▸ **Exercise passage**
━━━━━━━━

Tuesday, March 03, 2015

Hypocritical hostility.


The international wave of hostility against smokers and chewers of tobacco is set to worsen on our shores. We are set to emblazon all cigarette packs and all conveyances for cigarettes with graphic images - that is, disturbing and gory pictures - depicting various ill outcomes of tobacco products. I have nothing against that. Rotten teeth, blackened lungs and all manner of warnings should be conveyed to those fortunate enough never have to partaken of the Devil's Stick.

We shouldn't stop there, though. The long term plan of the national and county government should be to phase out the production of tobacco for human consumption, unless such consumption is not the road to cancer, emphysema, asthma, tooth decay or death. The government is a hypocritical beast and it will not flat out declare a ban on tobacco or tobacco-growing so long as the excise it collects from tobacco and tobacco-related products continue to swell its ever-empty coffers. But if it is truly serious about cutting down on the harmful effects of tobacco on the human body, then the government should strive t identify that alternate use for tobacco that will generate the same revenue as the addiction of millions of Kenyans.

━━━━━━━━

▸ **What you need to do**
[1] Print the portion of the tobacco post starting at "We shouldn't stop" and ending at "millions of Kenyans.".
[2] For each statement, state whether it agrees with the tobacco post, answering yes or no and quoting the words that decide it: (a) The writer objects to putting graphic images on cigarette packs. (b) The writer claims the government will not ban tobacco while tobacco excise keeps filling its coffers. (c) The writer says the national government alone should plan to phase out tobacco production.
The rows that follow the tobacco post come from a separate source.

▸ **Natural-language descriptions of regions**
━━━━━━━━

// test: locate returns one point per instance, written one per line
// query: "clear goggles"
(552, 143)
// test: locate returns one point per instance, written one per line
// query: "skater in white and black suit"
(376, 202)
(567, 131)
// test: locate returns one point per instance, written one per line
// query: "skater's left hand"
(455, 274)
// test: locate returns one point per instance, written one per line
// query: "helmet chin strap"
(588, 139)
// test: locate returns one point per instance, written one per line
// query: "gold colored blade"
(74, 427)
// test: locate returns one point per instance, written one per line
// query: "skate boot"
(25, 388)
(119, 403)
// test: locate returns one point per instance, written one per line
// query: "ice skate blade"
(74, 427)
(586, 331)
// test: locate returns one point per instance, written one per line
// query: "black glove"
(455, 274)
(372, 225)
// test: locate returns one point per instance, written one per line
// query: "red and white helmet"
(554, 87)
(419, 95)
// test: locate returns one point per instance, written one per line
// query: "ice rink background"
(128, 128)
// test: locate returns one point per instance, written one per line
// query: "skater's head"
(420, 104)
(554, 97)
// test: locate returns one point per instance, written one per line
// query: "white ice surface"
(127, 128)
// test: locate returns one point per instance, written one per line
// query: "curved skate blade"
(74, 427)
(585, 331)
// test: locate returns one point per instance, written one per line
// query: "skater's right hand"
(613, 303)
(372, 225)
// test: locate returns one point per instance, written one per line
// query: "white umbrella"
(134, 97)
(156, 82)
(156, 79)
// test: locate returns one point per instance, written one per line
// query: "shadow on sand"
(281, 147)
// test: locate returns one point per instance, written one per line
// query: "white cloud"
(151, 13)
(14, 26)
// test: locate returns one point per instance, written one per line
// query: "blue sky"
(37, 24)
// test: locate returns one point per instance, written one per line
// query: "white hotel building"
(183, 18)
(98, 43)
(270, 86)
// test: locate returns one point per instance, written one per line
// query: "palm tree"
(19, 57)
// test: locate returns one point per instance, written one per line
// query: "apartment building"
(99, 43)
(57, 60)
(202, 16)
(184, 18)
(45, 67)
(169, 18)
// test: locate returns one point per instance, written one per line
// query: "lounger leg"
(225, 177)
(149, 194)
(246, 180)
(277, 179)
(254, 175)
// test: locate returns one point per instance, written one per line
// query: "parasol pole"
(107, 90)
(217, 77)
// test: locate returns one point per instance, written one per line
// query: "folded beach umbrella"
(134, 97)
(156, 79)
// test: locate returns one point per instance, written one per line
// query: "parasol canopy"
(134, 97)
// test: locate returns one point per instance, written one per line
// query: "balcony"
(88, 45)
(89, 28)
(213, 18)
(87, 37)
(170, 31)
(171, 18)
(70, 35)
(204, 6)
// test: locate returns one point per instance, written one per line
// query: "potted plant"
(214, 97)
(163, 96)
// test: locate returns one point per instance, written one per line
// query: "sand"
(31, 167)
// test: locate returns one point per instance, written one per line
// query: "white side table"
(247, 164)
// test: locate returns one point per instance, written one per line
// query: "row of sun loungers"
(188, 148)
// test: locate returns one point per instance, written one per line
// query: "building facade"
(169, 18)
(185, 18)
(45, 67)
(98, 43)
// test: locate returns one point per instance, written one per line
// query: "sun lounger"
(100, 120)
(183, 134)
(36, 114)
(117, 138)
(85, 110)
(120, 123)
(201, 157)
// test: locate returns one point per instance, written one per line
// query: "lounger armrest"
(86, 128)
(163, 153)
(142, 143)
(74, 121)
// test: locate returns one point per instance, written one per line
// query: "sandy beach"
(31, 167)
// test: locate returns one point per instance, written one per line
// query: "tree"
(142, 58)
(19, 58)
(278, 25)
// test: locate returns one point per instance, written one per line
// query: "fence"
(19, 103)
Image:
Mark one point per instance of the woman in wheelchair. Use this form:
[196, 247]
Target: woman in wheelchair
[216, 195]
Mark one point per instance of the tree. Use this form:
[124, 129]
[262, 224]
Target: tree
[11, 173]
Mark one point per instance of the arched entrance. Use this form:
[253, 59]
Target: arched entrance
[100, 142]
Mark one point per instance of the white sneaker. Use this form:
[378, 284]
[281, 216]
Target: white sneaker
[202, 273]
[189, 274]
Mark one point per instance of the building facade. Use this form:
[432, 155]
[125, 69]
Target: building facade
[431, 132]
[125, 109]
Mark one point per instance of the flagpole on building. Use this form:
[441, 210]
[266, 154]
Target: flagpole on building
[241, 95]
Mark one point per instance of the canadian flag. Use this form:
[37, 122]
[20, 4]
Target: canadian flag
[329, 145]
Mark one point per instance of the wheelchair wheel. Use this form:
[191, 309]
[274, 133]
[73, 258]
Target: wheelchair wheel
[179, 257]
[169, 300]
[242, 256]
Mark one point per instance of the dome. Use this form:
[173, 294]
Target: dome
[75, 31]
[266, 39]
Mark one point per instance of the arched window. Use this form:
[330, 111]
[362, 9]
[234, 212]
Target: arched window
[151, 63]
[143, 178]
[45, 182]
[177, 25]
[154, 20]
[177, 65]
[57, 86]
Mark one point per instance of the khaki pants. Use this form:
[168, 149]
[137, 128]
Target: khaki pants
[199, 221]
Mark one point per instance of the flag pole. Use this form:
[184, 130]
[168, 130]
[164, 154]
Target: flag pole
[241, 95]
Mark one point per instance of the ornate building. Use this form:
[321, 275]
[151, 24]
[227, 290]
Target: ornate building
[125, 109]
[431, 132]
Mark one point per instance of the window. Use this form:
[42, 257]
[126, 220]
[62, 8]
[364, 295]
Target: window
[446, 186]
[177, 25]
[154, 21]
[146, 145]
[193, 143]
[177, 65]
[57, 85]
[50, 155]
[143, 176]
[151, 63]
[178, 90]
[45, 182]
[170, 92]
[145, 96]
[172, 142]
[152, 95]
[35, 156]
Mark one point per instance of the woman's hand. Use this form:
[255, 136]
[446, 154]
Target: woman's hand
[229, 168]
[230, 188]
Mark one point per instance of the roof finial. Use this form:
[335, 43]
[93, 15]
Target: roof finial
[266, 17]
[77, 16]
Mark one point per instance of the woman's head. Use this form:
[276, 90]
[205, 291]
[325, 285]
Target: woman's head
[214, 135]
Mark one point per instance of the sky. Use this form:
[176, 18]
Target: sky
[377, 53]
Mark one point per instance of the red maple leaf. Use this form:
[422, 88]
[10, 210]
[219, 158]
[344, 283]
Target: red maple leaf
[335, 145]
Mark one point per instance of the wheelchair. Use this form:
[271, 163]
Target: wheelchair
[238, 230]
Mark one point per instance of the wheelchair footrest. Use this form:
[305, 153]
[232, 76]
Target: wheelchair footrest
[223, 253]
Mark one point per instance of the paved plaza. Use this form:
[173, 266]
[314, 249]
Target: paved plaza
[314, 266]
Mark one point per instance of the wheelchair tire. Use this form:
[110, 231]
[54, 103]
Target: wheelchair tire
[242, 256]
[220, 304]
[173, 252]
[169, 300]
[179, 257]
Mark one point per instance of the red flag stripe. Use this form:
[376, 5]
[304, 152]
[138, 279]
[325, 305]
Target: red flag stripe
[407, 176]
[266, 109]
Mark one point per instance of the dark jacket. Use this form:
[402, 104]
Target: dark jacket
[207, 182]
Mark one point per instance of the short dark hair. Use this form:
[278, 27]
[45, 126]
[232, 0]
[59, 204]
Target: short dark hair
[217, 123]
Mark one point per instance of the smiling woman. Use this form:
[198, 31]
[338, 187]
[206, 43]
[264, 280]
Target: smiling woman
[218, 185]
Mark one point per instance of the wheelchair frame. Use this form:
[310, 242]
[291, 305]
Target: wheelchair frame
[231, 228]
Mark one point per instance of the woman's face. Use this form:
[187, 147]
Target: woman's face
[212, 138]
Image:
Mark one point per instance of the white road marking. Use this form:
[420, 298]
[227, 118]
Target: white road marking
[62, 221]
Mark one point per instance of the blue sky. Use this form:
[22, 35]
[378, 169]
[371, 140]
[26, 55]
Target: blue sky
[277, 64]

━━━━━━━━

▸ **Answer list**
[1]
We shouldn't stop there, though. The long term plan of the national and county government should be to phase out the production of tobacco for human consumption, unless such consumption is not the road to cancer, emphysema, asthma, tooth decay or death. The government is a hypocritical beast and it will not flat out declare a ban on tobacco or tobacco-growing so long as the excise it collects from tobacco and tobacco-related products continue to swell its ever-empty coffers. But if it is truly serious about cutting down on the harmful effects of tobacco on the human body, then the government should strive t identify that alternate use for tobacco that will generate the same revenue as the addiction of millions of Kenyans.

[2]
(a) No: "I have nothing against that."
(b) Yes: "it will not flat out declare a ban on tobacco or tobacco-growing so long as the excise it collects from tobacco and tobacco-related products continue to swell its ever-empty coffers."
(c) No: "The long term plan of the national and county government should be to phase out the production of tobacco for human consumption"